▶ _WORK ITEM_
Here are some records; quote them exactly, leaving out the pictures.

-- RECORD SET follows --

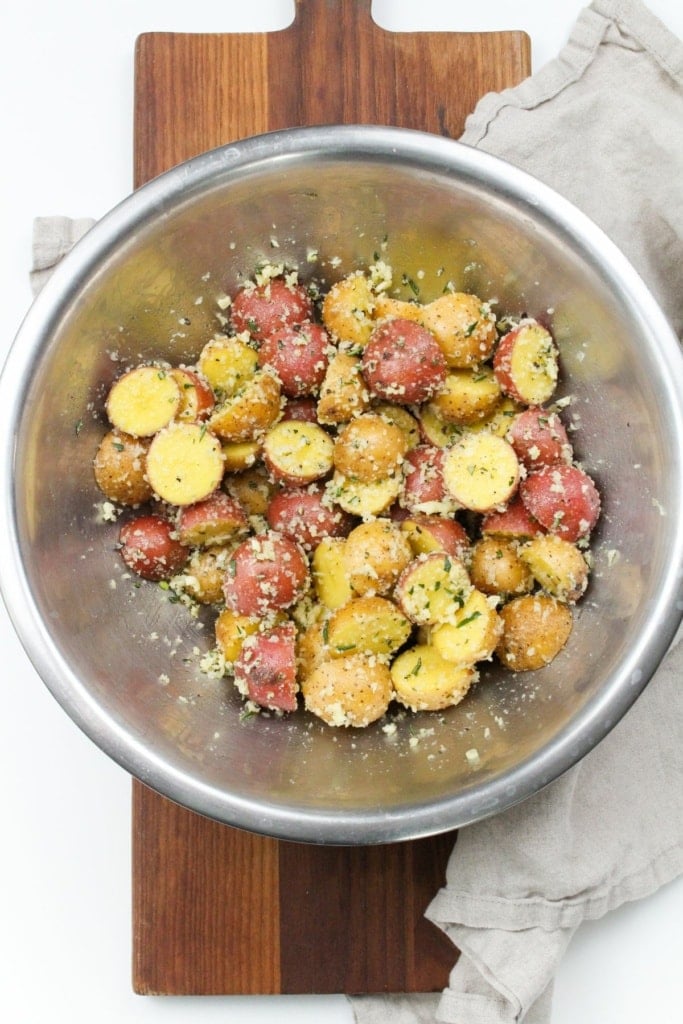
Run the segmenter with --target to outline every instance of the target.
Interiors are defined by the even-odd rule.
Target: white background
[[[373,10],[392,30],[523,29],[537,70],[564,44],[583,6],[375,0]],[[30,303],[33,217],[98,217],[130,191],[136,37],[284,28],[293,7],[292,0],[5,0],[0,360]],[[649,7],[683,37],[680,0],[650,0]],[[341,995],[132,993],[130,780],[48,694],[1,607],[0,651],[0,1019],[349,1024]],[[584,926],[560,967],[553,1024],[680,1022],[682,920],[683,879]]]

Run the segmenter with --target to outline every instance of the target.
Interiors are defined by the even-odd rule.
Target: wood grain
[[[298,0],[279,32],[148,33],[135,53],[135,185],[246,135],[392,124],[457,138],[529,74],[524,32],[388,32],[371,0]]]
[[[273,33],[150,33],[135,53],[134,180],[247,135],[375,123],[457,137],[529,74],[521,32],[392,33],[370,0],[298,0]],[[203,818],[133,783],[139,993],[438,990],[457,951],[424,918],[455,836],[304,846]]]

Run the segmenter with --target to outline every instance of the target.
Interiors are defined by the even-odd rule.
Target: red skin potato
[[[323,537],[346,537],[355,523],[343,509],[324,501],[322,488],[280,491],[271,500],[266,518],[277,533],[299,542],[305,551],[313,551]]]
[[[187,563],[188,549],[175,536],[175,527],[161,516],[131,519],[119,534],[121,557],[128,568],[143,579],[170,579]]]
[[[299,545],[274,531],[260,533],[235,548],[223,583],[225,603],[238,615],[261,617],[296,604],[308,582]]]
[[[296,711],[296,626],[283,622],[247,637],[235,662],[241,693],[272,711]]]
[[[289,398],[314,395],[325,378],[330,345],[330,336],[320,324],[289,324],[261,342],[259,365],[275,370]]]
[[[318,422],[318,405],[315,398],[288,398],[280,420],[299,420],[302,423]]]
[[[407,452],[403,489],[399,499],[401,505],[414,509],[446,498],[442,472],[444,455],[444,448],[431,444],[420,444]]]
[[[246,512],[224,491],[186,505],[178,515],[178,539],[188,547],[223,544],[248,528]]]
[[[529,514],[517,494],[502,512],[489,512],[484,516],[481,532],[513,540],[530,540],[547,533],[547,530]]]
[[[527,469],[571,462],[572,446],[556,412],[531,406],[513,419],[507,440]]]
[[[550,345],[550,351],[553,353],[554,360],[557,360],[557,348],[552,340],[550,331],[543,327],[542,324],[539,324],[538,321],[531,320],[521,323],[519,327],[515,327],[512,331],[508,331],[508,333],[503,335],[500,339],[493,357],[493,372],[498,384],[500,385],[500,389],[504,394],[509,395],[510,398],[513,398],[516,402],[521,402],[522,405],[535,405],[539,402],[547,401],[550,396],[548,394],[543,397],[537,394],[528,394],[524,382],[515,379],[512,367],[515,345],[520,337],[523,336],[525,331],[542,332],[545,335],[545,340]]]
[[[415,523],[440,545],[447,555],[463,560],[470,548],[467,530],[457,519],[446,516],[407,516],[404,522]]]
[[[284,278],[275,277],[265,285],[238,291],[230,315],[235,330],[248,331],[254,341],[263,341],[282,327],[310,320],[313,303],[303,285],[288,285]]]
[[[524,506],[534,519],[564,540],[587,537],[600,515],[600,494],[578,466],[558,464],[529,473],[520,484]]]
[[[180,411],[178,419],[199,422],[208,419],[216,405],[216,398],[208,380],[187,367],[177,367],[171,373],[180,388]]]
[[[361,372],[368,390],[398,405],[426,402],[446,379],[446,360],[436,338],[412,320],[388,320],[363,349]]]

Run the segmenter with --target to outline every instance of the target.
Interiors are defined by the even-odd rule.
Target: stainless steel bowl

-- RECORD SET concluded --

▶ _REPLY_
Run the segmenter with --target to outline every instance of the target.
Interiors are defined by the even-odd rule.
Target: white background
[[[373,10],[392,30],[523,29],[537,70],[564,44],[583,6],[375,0]],[[30,303],[33,217],[98,217],[130,191],[136,37],[284,28],[293,7],[292,0],[5,0],[0,360]],[[649,7],[683,37],[680,0],[650,0]],[[341,995],[132,993],[130,780],[48,694],[1,607],[0,651],[0,1019],[349,1024]],[[584,926],[560,967],[553,1024],[680,1022],[682,920],[683,879]]]

Run the segmenter with --target to outline every instance of the target.
Interiors are defined by the even-odd rule.
Target: wood grain
[[[298,0],[279,32],[148,33],[135,53],[135,185],[246,135],[392,124],[457,138],[529,74],[524,32],[388,32],[371,0]]]
[[[273,33],[150,33],[135,53],[134,180],[247,135],[375,123],[457,137],[529,74],[521,32],[392,33],[370,0],[298,0]],[[203,818],[133,783],[139,993],[438,990],[457,951],[424,918],[455,836],[304,846]]]

Run the segmenter with --target to outline every instance of the target.
Interiors are defined by the even-odd rule.
Target: red skin potato
[[[323,537],[346,537],[355,523],[343,509],[324,501],[322,488],[280,491],[271,500],[266,518],[277,533],[299,542],[305,551],[313,551]]]
[[[187,563],[188,549],[175,536],[175,527],[161,516],[131,519],[119,534],[121,557],[128,568],[143,579],[170,579]]]
[[[299,545],[274,531],[260,533],[235,548],[223,583],[225,603],[238,615],[261,617],[296,604],[308,582]]]
[[[296,711],[296,626],[283,622],[247,637],[235,662],[241,693],[272,711]]]
[[[289,398],[314,395],[325,378],[330,345],[330,336],[320,324],[289,324],[261,342],[259,365],[275,370]]]
[[[318,422],[318,405],[315,398],[288,398],[280,420],[299,420],[302,423]]]
[[[407,452],[403,489],[399,499],[401,505],[414,509],[446,498],[442,472],[444,455],[444,448],[431,444],[420,444]]]
[[[246,512],[224,491],[186,505],[178,515],[178,539],[188,547],[223,544],[248,528]]]
[[[529,514],[517,494],[502,512],[489,512],[484,516],[481,532],[513,540],[530,540],[547,533],[547,530]]]
[[[527,469],[571,462],[572,446],[556,412],[531,406],[513,419],[507,440]]]
[[[550,345],[550,351],[553,353],[554,360],[557,360],[557,348],[552,340],[550,331],[543,327],[542,324],[539,324],[538,321],[531,320],[521,323],[519,327],[515,327],[512,331],[508,331],[508,333],[503,335],[500,339],[493,357],[493,372],[498,384],[500,385],[500,389],[504,394],[509,395],[510,398],[513,398],[516,402],[521,402],[522,405],[535,405],[539,402],[547,401],[550,396],[548,394],[543,397],[537,394],[528,394],[524,382],[515,379],[512,367],[515,345],[520,337],[523,336],[525,331],[542,332],[545,335],[545,340]]]
[[[415,523],[440,545],[447,555],[463,560],[470,548],[467,530],[457,519],[446,516],[407,516],[404,522]]]
[[[284,278],[275,277],[265,285],[238,291],[230,315],[235,330],[248,331],[254,341],[263,341],[282,327],[310,320],[313,303],[303,285],[288,285]]]
[[[524,506],[534,519],[564,540],[587,537],[600,515],[600,494],[578,466],[558,464],[529,473],[520,484]]]
[[[180,411],[178,419],[199,422],[208,419],[216,405],[216,398],[208,380],[187,367],[177,367],[171,373],[180,388]]]
[[[361,372],[368,390],[398,405],[426,402],[446,379],[446,360],[436,338],[412,320],[388,320],[363,349]]]

Run the segmenter with --target to outline every instance of the target.
Interiors are defined by the even-odd rule.
Target: stainless steel bowl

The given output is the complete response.